### Aufgabe
Aktualisieren Sie bitte den Textauszug zur Modernisierung Russlands von "Wirtschaftliche und politische" bis "der Wirtschaft Russlands?" und setzen Sie dabei "Innovationsförderung" an die Stelle von "Technologieförderung".

Wirtschaftliche und politische Modernisierung
Ökonomische Modernisierung, die sich nicht nur auf Industriepolitik und Technologieförderung beschränkt, verlangt, dass in der Wirtschaft formellen Regeln Geltung verschafft, Wettbewerb organisiert und bewahrt wird. Dies kann jedoch kaum gelingen, wenn auf dem Gebiet der Innenpolitik gerade Forderungen dieser Art zurückgewiesen werden. Was aber verhindert eine rasche Modernisierung der Gesellschaft und damit auch der Wirtschaft Russlands?
Nach Richard Sakwa agiert in Russland ein legal-rationaler Verfassungsstaat in enger Verflechtung mit einem neopatrimonialen Verwaltungsstaat. Die Macht ist in Netzwerken zentriert, die sich informeller Praktiken bedienen und die formale verfassungsmäßige Ordnung aushebeln. Im heutigen Russland stehen Sakwa zufolge zumindest drei Weltbilder miteinander in Konkurrenz und blockieren sich gegenseitig: Das erste ist das liberale Weltbild mit der Forderung nach einer »Rückkehr nach Europa« und einer westlichen Standards genügenden politischen Kultur. Dem liberalen steht ein »traditionalistisches« Weltbild entgegen, das von Monarchisten, die sich auf die Zeit des Imperiums berufen bis hin zu Vertretern neosowjetischen Denkens geteilt wird. Das Putin-Regime vertritt eine dazwischen angesiedelte »zentristische« Ideologie. Ihm fehlt jedoch eine eigene wirtschaftspolitische Idee, weswegen es sich mit einer Mischung von liberalen und interventionistischen Ansätzen behilft. Liberale wirtschaftspolitische Ansätze lassen sich in der Politik der Zentralbank, in der Privatisierungspolitik, der Förderung der Klein- und Mittelunternehmen sowie in der Wettbewerbspolitik erkennen. Andererseits werden in der Industriepolitik Zugeständnisse an die traditionalistischen Kräfte gemacht. Die Ukraine-Krise könnte, wenn sie eine grundsätzliche Abwendung Russlands vom Westen zur Folge hat, die interventionistische Richtung begünstigen. An die Spitze einer derartigen Bewegung stehen linksnationale Ökonomen und Politologen unter der Führung von Sergej Glasjew, die eine »Säuberung der Eliten« sowie die Entwicklung einer »effektiven planwirtschaftlichen Marktwirtschaft« bei einer Hinwendung zum kommunistischem China fordern (s. das Manifest des Isborsker Klubs vom 25.04.2014 »Die Ukraine zwischen dem Westen und Russland«, <http://www.dynacon.ru/>).

### Lernmaterial
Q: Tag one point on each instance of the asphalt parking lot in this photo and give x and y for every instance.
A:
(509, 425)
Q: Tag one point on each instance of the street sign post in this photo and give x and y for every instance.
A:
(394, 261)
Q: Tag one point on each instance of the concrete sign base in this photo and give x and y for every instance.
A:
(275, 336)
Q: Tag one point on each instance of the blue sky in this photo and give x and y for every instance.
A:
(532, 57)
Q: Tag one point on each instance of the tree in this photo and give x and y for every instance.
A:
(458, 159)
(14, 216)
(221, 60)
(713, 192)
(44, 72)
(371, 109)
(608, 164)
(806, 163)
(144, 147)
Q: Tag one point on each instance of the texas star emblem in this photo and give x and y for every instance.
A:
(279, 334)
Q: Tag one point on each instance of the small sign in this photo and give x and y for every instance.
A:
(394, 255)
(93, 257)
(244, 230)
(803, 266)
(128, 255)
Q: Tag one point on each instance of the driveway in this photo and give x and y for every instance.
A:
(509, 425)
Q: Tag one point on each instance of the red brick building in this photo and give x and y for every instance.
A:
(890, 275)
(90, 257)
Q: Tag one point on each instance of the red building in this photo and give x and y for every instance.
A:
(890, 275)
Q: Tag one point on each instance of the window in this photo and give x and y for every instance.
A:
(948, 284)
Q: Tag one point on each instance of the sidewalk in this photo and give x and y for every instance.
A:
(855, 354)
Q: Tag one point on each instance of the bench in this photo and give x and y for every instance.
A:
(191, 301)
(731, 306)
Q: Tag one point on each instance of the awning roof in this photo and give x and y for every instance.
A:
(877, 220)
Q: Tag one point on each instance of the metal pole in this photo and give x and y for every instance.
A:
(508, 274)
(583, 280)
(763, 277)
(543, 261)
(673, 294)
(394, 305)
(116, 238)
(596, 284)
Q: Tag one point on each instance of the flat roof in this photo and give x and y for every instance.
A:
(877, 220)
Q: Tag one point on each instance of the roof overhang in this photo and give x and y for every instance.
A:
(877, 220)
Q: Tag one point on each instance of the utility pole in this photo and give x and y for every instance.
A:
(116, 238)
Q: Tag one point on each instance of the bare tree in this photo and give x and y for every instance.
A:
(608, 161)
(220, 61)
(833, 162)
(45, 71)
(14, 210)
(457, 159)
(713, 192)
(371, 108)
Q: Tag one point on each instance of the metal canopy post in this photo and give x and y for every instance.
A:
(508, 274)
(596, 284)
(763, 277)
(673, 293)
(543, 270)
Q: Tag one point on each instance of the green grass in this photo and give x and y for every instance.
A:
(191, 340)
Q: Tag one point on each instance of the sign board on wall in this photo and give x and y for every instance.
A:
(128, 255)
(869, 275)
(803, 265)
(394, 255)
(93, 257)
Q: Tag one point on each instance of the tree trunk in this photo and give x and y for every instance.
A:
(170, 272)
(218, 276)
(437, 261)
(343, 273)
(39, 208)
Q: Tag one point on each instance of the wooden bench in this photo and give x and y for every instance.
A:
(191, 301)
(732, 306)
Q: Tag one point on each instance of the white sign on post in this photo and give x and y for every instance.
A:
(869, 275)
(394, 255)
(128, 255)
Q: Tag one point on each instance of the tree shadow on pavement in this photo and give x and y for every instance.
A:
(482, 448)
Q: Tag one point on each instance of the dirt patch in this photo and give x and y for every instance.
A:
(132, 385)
* * *
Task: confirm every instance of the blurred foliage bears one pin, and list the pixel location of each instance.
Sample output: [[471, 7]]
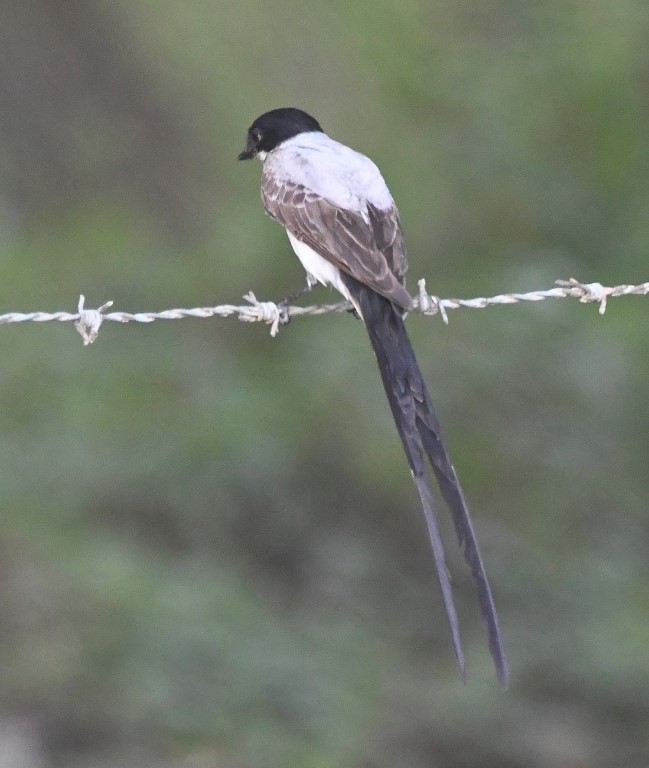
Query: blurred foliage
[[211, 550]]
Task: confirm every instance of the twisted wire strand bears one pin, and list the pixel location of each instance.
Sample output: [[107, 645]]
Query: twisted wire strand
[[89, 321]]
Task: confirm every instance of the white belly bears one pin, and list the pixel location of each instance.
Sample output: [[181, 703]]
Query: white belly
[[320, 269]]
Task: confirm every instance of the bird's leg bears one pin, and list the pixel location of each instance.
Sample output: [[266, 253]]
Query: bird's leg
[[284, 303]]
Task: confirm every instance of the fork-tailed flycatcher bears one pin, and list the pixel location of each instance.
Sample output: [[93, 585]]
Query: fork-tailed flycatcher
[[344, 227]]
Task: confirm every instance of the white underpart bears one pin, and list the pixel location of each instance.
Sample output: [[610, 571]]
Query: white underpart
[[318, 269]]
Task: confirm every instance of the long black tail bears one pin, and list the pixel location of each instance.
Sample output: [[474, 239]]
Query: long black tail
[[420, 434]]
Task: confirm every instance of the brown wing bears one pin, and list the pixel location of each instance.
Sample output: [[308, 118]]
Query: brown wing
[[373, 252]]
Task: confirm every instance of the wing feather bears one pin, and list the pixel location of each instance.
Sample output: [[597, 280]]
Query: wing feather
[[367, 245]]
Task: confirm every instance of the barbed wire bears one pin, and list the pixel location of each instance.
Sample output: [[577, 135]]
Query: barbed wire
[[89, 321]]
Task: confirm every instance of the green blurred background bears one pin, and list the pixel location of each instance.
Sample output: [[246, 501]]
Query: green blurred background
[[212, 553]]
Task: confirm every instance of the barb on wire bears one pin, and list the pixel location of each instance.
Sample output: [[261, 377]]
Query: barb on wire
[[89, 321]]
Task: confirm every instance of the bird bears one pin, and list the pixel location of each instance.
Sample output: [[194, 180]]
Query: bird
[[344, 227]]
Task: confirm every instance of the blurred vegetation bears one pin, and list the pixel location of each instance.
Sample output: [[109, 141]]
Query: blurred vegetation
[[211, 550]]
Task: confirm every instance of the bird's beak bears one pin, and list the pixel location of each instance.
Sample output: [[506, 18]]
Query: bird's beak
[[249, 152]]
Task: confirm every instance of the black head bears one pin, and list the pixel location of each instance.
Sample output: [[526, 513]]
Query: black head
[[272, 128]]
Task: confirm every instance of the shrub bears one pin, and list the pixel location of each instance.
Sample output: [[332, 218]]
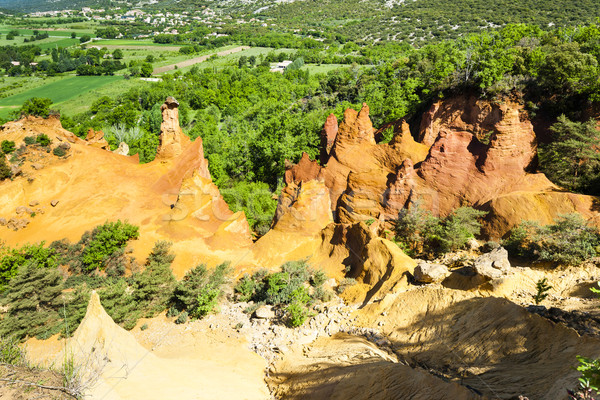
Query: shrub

### Antwort
Wirtschaftliche und politische Modernisierung
Ökonomische Modernisierung, die sich nicht nur auf Industriepolitik und Innovationsförderung beschränkt, verlangt, dass in der Wirtschaft formellen Regeln Geltung verschafft, Wettbewerb organisiert und bewahrt wird. Dies kann jedoch kaum gelingen, wenn auf dem Gebiet der Innenpolitik gerade Forderungen dieser Art zurückgewiesen werden. Was aber verhindert eine rasche Modernisierung der Gesellschaft und damit auch der Wirtschaft Russlands?